# Objective:
Pick out and copy every line in the entries below that contains the word "window". Uppercase and lowercase letters count as different.

::::

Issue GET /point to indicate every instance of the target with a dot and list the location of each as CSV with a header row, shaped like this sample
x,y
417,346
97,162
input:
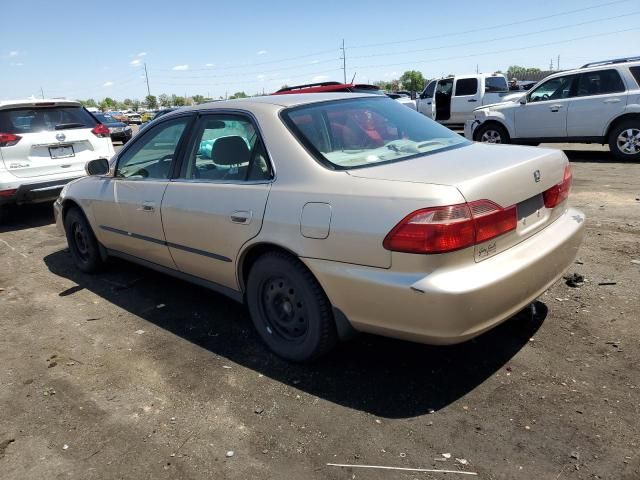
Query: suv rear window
x,y
30,120
345,134
635,71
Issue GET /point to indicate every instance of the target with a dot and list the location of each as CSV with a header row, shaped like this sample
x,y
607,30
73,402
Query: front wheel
x,y
624,140
289,309
82,242
492,133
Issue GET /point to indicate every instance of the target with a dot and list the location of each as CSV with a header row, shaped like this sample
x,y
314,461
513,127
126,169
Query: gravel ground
x,y
131,374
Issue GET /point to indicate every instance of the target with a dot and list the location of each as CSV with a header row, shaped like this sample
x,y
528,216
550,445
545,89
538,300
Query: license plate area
x,y
63,151
531,214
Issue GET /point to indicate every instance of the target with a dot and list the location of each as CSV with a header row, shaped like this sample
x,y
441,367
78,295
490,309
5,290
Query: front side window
x,y
466,86
555,89
227,149
496,84
599,83
362,132
152,155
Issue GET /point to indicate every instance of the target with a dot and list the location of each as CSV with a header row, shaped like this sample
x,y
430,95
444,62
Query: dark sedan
x,y
119,132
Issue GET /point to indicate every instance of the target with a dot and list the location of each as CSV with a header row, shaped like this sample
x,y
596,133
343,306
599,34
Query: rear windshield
x,y
361,132
29,120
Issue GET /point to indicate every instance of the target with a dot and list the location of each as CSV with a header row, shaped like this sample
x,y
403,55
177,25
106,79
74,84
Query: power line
x,y
504,50
520,22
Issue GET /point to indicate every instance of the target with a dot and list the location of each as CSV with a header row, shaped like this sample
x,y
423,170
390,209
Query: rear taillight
x,y
100,130
445,229
560,192
9,139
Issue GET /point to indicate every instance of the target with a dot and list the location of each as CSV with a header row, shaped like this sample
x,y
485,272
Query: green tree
x,y
413,81
521,73
151,102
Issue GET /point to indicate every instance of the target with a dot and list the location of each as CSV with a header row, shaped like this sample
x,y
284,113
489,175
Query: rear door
x,y
426,104
217,202
600,97
53,139
544,115
128,215
466,97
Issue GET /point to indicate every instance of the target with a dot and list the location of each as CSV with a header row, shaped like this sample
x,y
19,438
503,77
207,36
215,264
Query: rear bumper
x,y
41,191
452,305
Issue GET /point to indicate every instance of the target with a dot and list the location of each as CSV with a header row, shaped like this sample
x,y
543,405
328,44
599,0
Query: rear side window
x,y
635,71
496,84
599,83
466,86
30,120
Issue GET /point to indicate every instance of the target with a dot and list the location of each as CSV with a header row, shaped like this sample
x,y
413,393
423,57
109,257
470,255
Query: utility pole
x,y
344,62
147,77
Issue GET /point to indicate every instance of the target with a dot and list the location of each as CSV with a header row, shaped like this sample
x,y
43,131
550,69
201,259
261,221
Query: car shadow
x,y
385,377
23,217
590,156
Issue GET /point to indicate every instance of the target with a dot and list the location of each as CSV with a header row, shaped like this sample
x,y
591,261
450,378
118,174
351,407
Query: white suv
x,y
44,144
597,103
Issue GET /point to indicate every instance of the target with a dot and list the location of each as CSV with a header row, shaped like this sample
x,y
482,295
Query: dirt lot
x,y
131,374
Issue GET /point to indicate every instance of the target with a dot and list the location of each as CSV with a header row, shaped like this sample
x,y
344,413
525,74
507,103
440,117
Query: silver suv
x,y
597,103
44,144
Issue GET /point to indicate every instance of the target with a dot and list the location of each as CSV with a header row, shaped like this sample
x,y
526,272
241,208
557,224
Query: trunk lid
x,y
505,174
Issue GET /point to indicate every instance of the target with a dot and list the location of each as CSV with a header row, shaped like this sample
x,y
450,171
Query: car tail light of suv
x,y
100,130
9,139
560,192
449,228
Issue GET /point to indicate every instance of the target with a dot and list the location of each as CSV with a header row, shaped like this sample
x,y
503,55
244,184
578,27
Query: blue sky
x,y
81,49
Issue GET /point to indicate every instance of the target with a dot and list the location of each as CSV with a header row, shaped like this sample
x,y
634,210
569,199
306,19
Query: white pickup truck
x,y
451,100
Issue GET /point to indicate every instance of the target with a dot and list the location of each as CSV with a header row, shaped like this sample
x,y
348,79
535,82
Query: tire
x,y
624,140
492,133
83,245
289,309
4,214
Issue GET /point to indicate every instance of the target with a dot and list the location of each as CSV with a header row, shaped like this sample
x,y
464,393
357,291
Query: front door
x,y
466,97
600,97
217,202
544,115
129,214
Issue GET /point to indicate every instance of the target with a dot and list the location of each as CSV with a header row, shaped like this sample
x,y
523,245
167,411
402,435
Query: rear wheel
x,y
82,242
492,133
624,140
289,308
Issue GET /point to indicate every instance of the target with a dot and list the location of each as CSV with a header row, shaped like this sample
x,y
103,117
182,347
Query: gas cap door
x,y
315,220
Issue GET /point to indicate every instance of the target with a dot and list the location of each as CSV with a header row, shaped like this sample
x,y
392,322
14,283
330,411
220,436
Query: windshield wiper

::::

# Output for this exercise:
Query: suv rear window
Query: front side window
Query: rear side window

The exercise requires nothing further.